TEXT SHOWN =
++++
Numbers and Stories

Devangshu Dutta

November 23, 2009

Apparently a letter to the editor of the National Observer (London) as far back as 1891 complained: “there are three kinds of falsehood: the first is a ‘fib,’ the second is a downright lie, and the third and most aggravated is statistics.” (Mark Twain famously paraphrased this in his autobiography as “lies, damned lies and statistics”.) Here is my definition of research and its output, and how it can be useful…

Just after noon, on a weekday, I bumped into a family acquaintance at one of the more successful shopping malls in the city.

The question, “What are you doing here?” was underlined by a mildly accusatory look and the subtext, “Why are you spending a week-day shopping?”

My response that I was “working” wasn’t enough; the further explanation that I was doing “research” received a dismissive smirk and ended the conversation. The fact is that I was repeating the time-honoured ritual of RBWA (research by walking around), with its seemingly aimless strolling, sidelong glances, and possibly turning over a hundred items in a dozen shops without reaching for the wallet even once. This is a ritual that is not taught in our temples of management learning. In fact, it is one of the many tens of methodologies that seem to be missed out during the course of our formal education. And very often, what we do get taught is so remote and opaque to most people that they will promptly forget it the moment they walk out of the examination hall.

I was reminded of this walk-about incident during a conversation with two members of the faculty of a professional institute on the subject of research. Most of their students, I had observed, had a narrow interpretation of research – focussed only on consumers being interrogated through a questionnaire. The students were working from the guidance they had received during the previous semesters at the institute.

Unfortunately, the students are not alone – this is also how too many people identify research, including many executives in decision-making positions. I have been frequently puzzled by the confident (brash?) statement I have heard many times: “We don’t need research.” It is only when I probe further do I, and they, discover that while they perhaps don’t need consumer surveys, there are large gaps in their decision making toolkit which can only be filled by inputs from various other kinds of research.
++++
DATA TO EXAMINE =
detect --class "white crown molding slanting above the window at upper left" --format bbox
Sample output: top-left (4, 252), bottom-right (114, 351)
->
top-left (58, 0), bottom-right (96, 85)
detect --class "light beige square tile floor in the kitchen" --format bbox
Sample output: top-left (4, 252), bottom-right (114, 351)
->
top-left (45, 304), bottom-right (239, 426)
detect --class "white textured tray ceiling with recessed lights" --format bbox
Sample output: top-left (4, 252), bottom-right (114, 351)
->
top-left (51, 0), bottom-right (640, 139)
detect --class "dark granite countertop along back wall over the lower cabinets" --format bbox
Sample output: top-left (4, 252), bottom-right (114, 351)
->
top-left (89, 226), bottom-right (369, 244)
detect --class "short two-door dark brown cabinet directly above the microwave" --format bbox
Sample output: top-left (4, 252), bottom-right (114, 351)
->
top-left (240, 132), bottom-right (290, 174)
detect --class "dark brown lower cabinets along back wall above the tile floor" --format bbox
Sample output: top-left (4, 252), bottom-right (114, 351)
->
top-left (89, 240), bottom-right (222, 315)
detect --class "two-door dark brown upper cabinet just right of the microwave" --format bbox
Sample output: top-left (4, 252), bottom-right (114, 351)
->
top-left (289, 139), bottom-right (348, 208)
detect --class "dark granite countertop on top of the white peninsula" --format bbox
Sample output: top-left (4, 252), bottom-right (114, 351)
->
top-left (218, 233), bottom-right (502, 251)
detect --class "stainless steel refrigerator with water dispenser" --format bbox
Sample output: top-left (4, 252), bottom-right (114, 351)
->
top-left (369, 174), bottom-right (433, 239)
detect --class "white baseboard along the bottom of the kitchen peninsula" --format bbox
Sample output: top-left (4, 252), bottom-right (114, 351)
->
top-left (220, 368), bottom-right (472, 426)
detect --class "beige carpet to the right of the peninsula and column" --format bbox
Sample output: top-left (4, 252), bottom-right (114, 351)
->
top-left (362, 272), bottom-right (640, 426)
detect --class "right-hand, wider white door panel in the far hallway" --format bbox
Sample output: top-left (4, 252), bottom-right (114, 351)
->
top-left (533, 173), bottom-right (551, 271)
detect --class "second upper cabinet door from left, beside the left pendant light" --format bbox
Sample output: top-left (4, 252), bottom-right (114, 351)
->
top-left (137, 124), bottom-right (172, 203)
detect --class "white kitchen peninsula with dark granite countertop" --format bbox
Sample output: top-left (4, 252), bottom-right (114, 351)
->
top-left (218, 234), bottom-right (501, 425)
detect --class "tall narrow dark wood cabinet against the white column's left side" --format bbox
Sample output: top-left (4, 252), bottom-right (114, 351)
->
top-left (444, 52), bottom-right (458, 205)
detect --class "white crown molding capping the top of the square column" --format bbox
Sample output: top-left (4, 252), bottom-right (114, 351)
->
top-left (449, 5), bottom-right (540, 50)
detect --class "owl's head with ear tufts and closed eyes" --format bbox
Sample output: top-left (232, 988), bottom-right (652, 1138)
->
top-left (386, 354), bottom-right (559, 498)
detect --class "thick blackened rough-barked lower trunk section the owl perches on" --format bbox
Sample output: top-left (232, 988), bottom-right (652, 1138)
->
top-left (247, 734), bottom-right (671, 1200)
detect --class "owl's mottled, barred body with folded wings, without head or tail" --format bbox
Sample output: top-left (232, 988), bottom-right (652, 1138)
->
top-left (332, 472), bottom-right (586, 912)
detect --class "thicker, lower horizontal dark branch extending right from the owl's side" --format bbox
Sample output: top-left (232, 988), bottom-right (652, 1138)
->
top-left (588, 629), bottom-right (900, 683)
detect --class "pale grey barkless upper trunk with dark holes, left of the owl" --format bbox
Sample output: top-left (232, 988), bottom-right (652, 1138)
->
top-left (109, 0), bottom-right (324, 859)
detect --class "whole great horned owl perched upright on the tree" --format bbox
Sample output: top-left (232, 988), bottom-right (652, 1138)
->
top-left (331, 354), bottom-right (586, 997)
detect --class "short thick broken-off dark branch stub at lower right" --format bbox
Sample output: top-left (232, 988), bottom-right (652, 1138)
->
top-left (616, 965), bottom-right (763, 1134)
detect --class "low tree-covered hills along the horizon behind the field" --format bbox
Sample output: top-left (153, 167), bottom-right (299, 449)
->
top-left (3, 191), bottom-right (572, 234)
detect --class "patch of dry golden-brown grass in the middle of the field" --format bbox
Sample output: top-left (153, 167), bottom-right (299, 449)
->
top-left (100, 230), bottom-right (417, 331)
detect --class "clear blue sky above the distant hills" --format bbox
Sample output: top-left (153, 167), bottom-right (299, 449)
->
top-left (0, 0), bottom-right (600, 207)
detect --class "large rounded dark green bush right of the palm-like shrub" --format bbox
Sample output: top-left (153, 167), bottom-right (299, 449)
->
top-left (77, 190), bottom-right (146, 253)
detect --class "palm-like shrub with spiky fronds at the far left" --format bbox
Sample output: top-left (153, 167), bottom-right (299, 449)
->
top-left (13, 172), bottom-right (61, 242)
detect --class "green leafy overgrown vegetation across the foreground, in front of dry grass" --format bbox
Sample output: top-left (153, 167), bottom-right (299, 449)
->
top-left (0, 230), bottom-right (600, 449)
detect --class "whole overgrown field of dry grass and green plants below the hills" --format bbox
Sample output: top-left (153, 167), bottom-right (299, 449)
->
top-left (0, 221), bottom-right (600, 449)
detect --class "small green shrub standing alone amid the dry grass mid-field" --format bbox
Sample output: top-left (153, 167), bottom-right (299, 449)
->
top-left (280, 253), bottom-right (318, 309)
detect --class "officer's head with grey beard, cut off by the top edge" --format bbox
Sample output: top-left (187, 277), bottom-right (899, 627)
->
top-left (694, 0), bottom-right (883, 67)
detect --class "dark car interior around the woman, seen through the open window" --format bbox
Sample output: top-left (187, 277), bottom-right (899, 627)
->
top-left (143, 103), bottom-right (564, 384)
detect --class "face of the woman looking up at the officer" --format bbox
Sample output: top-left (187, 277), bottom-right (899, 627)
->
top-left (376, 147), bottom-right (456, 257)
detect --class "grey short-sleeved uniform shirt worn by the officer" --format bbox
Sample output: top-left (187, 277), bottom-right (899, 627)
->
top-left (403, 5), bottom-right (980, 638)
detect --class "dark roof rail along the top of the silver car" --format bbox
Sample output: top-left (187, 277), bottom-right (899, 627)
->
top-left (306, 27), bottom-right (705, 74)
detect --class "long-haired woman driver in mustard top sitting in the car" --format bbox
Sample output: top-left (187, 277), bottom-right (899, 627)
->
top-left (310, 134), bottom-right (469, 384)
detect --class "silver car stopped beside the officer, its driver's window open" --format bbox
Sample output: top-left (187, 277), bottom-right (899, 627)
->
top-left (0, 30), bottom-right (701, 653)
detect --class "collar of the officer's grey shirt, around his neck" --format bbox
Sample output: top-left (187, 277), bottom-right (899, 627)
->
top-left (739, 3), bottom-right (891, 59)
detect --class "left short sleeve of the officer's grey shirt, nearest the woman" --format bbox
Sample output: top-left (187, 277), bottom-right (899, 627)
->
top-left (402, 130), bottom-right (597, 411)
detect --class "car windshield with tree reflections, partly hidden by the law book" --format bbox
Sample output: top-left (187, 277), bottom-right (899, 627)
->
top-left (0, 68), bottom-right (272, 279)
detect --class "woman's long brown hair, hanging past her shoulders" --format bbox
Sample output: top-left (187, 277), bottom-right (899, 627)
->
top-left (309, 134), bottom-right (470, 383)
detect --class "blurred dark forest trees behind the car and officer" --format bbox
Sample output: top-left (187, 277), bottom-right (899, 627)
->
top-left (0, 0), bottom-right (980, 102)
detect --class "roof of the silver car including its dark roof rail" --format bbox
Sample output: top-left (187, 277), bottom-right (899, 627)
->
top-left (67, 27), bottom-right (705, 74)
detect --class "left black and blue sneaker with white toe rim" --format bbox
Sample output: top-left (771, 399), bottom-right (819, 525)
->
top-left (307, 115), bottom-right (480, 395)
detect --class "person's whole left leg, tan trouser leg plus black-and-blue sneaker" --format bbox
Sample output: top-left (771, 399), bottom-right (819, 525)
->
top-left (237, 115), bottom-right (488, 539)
++++
PROBLEM A = According to the 1891 letter quoted in the article on research, what are the three kinds of falsehood?
PROBLEM B = In the article on research, what does RBWA stand for?
The data has no connection to the article on research.

WRITTEN RESPONSE A = A fib, a downright lie, and statistics.

WRITTEN RESPONSE B = Research by walking around.